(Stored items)
- - - - -

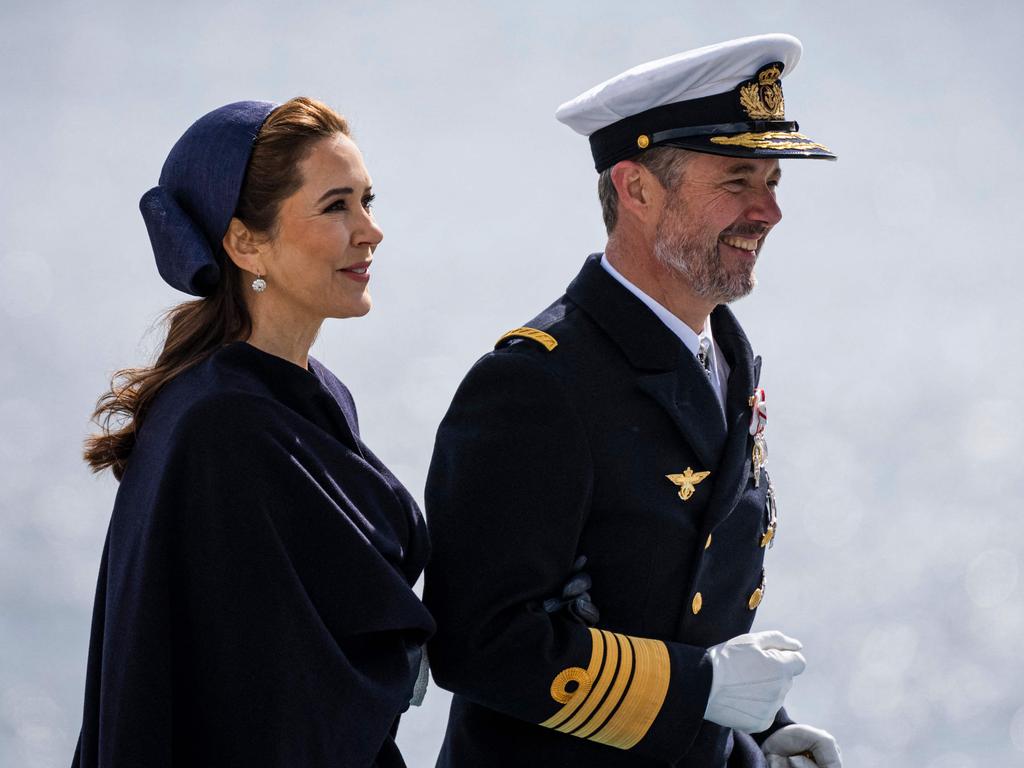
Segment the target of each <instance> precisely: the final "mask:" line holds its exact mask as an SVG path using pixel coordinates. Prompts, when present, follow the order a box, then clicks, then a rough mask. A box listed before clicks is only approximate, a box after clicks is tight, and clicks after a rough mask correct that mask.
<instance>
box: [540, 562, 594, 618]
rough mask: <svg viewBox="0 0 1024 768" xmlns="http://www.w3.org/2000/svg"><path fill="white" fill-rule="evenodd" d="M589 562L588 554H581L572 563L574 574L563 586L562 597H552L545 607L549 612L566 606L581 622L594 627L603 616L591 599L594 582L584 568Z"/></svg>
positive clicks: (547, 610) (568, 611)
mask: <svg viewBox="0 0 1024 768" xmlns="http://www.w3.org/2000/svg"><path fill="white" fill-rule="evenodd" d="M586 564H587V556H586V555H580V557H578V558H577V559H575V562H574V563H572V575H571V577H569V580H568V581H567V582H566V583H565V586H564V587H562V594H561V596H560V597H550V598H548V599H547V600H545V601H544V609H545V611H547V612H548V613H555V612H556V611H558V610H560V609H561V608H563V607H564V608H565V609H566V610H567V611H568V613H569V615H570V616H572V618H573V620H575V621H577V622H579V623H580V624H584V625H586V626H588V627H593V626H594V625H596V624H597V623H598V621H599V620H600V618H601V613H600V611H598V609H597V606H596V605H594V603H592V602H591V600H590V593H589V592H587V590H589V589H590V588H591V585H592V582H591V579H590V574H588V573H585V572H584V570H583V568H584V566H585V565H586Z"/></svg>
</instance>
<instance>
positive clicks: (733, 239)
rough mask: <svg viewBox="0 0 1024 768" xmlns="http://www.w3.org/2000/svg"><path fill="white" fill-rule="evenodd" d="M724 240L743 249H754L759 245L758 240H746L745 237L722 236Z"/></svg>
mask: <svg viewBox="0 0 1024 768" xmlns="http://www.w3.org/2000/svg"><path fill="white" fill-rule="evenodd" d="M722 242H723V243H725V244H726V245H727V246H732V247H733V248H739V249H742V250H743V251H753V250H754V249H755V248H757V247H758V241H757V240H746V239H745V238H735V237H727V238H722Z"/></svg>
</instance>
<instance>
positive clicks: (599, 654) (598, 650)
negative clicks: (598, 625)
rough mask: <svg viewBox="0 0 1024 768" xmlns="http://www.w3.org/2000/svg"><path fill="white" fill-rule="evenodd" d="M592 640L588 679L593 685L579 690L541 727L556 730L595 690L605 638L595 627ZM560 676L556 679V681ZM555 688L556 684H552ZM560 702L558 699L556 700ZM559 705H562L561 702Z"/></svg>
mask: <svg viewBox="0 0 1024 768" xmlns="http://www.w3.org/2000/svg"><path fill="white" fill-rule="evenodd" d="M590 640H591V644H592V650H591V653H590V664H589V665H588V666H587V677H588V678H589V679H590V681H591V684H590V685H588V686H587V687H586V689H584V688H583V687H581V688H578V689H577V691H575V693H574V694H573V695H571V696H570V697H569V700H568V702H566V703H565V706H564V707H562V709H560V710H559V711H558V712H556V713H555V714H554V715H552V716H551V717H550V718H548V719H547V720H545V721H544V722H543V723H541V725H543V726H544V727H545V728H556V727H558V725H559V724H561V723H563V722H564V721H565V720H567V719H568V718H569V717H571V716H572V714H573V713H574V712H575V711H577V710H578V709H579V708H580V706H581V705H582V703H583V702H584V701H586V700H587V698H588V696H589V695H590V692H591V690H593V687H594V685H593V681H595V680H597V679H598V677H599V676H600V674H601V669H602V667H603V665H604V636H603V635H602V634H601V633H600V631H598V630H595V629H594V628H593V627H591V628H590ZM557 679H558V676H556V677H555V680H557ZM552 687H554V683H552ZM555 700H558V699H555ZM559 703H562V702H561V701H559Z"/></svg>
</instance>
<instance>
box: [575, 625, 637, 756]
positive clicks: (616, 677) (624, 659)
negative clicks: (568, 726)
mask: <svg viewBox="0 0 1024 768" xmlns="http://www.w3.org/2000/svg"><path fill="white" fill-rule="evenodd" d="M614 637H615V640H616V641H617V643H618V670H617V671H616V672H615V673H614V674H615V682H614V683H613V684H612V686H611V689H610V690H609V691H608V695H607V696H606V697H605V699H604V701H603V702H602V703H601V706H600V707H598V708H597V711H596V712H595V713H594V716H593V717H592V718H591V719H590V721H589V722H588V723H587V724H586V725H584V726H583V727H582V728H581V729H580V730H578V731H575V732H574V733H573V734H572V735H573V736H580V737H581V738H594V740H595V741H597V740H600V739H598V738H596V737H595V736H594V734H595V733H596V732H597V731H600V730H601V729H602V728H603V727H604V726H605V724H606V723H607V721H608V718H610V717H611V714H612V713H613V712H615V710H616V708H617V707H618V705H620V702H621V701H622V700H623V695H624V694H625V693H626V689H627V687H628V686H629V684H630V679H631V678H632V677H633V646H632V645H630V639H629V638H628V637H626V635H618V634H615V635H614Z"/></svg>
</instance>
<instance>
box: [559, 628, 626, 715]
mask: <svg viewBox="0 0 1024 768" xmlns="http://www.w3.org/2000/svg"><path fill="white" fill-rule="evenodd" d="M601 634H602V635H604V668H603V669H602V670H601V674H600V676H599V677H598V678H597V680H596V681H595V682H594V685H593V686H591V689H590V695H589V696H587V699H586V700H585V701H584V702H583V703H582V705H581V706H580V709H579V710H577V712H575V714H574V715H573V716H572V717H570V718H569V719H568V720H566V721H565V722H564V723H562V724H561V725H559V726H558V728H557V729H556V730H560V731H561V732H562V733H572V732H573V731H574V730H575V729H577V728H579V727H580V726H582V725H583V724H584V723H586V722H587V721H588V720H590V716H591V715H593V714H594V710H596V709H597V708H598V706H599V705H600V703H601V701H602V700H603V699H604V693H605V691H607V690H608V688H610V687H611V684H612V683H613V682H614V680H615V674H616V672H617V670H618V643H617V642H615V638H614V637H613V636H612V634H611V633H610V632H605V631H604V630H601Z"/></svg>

- - - - -

## Task brief
Lay out the lines of the records above, from the first one through the line containing "box: [540, 562, 594, 618]", as a Markdown table with the columns Row and Line, skipping blank lines and leaving out the pictures.

## The answer
| Row | Line |
|---|---|
| 1 | Segment the target of each <instance> precisely: the final "mask:" line holds its exact mask as an SVG path using pixel coordinates. Prompts, when present, follow the order a box, then clicks, then a rough mask. A box listed before clicks is only approximate, a box after clicks is tight, and clicks after a rough mask correct that mask. |
| 2 | <instance> |
| 3 | box: [540, 562, 594, 618] |